What you have to do
Nothing but an exact copy is asked for: the lines in the material below from the one with "Practice. Point out each instance of the ocean" through the one with "Practice. Point out each instance of the rocky", pictures excluded.

Material for this exercise
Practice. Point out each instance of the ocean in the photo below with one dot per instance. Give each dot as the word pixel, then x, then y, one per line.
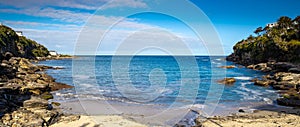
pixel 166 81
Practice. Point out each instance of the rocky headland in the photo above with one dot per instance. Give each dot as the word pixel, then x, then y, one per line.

* * *

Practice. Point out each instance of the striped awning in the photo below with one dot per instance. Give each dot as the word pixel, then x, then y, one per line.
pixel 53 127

---

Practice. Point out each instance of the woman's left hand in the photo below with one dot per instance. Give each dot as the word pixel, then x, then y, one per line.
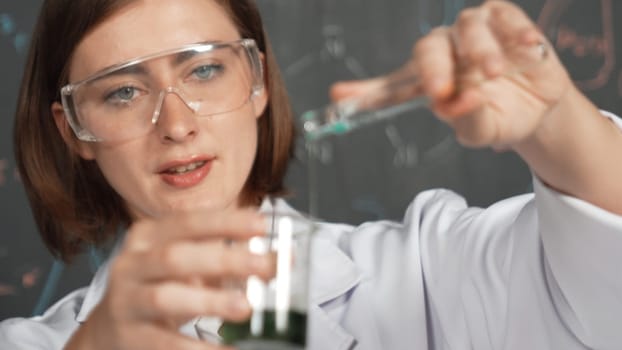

Task response
Practice. Point out each instance of the ocean in the photo below with one dot per instance. Give each dot as the word pixel, then x, then y, one per line.
pixel 166 81
Practice. Point out each instance of the rocky headland in the photo above with one dot per instance. Give each dot as the word pixel, then x, then y, one per line.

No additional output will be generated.